**Texte fourni**
:::

A partir de 1950, le refouleur n° 5 va être amarré contre la base sous-marine en travers de l’alvéole n°1. Une conduite flottante va rejoindre la terre au nord de la base sous- marine pour ensuite traverser le boulevard Alfred Daney à 4 mètres de hauteur sur des pylônes en bois à 4 pieds (Ph.10). Toutes les vases draguées dans les bassins à flot seront pompées par le refouleur 5 sur une zone le long du boulevard Alfred Daney (voir la photo n°09). Par la suite, une couche de sable sera envoyé sur la couche de vase durcie pour permettre l’implantation d’entreprises diverses.

(Ph.10)-Principe du passage aérien de boulevard Alfred Daney par la

conduite de refoulement

(Ph.11)-Le refouleur 5 du PAB dans le bassin n° 2 avec la conduite

aérienne au-dessus du Bld Alfred Daney

Projet de canal de Grattequina aux bassins à flot

Deux lois promulguées en 1910 et 1914 ont autorisé un vaste programme d'extension des ouvrages maritimes du port de Bordeaux. Ce programme prévoit notamment la construction d'un canal maritime à grand gabarit destiné à relier les bassins à flot mis en service en 1879 pour le n° 1 et en 1911 pour le n° 2, avec un mouillage en eau profonde à établir au lieu-dit Grattequina, sur la commune de Blanquefort en amont du port de Lagrange. Ces travaux doivent comprendre une écluse d'entrée de grande dimension, un vaste bassin d'évolution et un ensemble de darses, de quais et d'entrepôts en complément de l'établissement à flot déjà existant (voir Ph.11).

(Ph.12)-Projet non réalisé du canal de Grattequina

Canal et garages - Le canal qui reliera les bassins à la

nouvelle entrée en rivière aura une longueur de 5

kilomètres 300 entre le quai aux bois et le garage en amont des écluses. Prévu à simple voie avec une largeur au plafond de 20 mètres, le canal

présentera vers son milieu un garage de 400 mètres de longueur et 60 de largeur au plafond, permettant le stationnement de cinq grands navires

de 150 mètres de longueur chacun et de deux navires de 100 mètres. Les talus du canal et du garage seront inclinés à 3 de base pour 1 de hauteur.

A l'extrémité nord du canal et immédiatement en arrière des écluses d'entrée a été prévu un garage de 200 mètres de largeur au plafond, pouvant

servir à l'évitage des navires. Au lendemain de la première guerre mondiale, les formalités d'expropriation, suspendues en 1914, ne sont pas

reprises et le projet est abandonné au profit du nouvel avant-port du Verdon.

La Guinguette « Le Parapluie »

:::

**Consigne 1**
Recopiez à l'identique les lignes des données enregistrées, de celle qui contient "stone pillar | bbox" jusqu'à la dernière ligne de ces données, les deux incluses.

:::

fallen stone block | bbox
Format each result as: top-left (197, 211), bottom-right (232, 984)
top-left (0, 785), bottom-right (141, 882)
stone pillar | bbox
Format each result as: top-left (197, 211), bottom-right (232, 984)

:::

**Consigne 2**
D'après le texte fourni, en quelles années ont été promulguées les deux lois autorisant le programme d'extension des ouvrages maritimes du port de Bordeaux ?

**Réponse complète 1**
stone pillar | bbox
Format each result as: top-left (197, 211), bottom-right (232, 984)

**Réponse complète 2**
En 1910 et en 1914.